● **Exercise brief**: Reproduce the material below word for word, keeping every line intact.

◇ ◇ ◇ ◇ ◇ ◇ ◇

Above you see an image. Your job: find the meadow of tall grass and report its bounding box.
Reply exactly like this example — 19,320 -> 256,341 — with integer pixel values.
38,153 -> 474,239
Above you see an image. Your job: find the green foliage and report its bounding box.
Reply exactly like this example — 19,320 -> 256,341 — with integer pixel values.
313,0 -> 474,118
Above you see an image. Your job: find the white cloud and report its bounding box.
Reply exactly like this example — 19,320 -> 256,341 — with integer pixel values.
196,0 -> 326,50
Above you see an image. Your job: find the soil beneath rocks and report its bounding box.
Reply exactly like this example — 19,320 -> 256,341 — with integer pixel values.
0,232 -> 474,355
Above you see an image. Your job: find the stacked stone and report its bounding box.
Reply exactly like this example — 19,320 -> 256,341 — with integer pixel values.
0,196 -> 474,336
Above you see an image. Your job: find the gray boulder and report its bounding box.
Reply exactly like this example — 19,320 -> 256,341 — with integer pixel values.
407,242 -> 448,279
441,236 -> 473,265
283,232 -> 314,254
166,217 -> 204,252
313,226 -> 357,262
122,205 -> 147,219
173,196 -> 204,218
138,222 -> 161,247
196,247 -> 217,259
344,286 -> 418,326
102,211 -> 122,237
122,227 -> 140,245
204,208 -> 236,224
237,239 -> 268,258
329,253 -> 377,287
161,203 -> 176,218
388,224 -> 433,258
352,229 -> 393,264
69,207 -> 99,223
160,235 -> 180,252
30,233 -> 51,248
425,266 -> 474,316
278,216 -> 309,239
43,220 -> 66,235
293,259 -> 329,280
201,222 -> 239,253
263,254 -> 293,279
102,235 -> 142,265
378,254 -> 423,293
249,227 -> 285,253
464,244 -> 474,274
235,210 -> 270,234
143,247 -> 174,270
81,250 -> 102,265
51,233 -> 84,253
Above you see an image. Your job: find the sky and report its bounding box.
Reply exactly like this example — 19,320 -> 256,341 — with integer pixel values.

◇ ◇ ◇ ◇ ◇ ◇ ◇

● **Answer below**:
Above you see an image. Your job: find the meadow of tall grass and report its bounding box.
Reply exactly like this example — 19,320 -> 256,341 — with integer pixel values.
38,153 -> 474,239
Above you see an image. Your job: find the green foliage and report its bounding box.
Reply exactly like this example — 19,320 -> 256,341 — with integer pixel values.
313,0 -> 474,118
Above you see an image. Your job: find the white cloud and report its bounding box.
Reply exactly like this example — 19,320 -> 256,341 — with integer pixel values.
196,0 -> 326,50
Above you see an image. Your job: find the soil beneath rocks and report its bounding box.
Reply exactly like this example — 19,320 -> 256,341 — with integer pixel values.
0,232 -> 474,355
Above you see an image. Your job: find the stacked stone and report its bounding box.
Reply exactly like this example — 19,320 -> 256,341 — with integer pixel values.
0,196 -> 474,336
Above you see an image. Your job: find the gray boulder and report its bounding box.
Reply exactly like this example — 19,320 -> 256,341 — with integer pixel values.
407,242 -> 448,279
441,236 -> 473,265
283,232 -> 314,254
166,217 -> 204,252
313,226 -> 357,262
122,205 -> 147,219
173,196 -> 204,218
138,222 -> 161,247
196,247 -> 217,259
344,286 -> 418,326
102,211 -> 122,237
122,227 -> 140,245
204,208 -> 236,224
237,239 -> 268,258
329,253 -> 377,287
161,203 -> 176,218
388,224 -> 433,258
352,229 -> 393,264
69,207 -> 99,223
160,235 -> 180,252
30,233 -> 51,248
425,266 -> 474,316
278,216 -> 309,239
43,220 -> 66,235
293,259 -> 329,280
201,222 -> 239,253
263,254 -> 293,279
102,235 -> 142,265
378,254 -> 423,293
249,227 -> 285,253
464,244 -> 474,274
235,210 -> 270,234
143,247 -> 174,270
81,250 -> 102,265
51,233 -> 84,253
Above you see an image. Your job: find the sky and report its bounding box.
Reply exactly like this example — 19,320 -> 256,341 — with integer pixel values.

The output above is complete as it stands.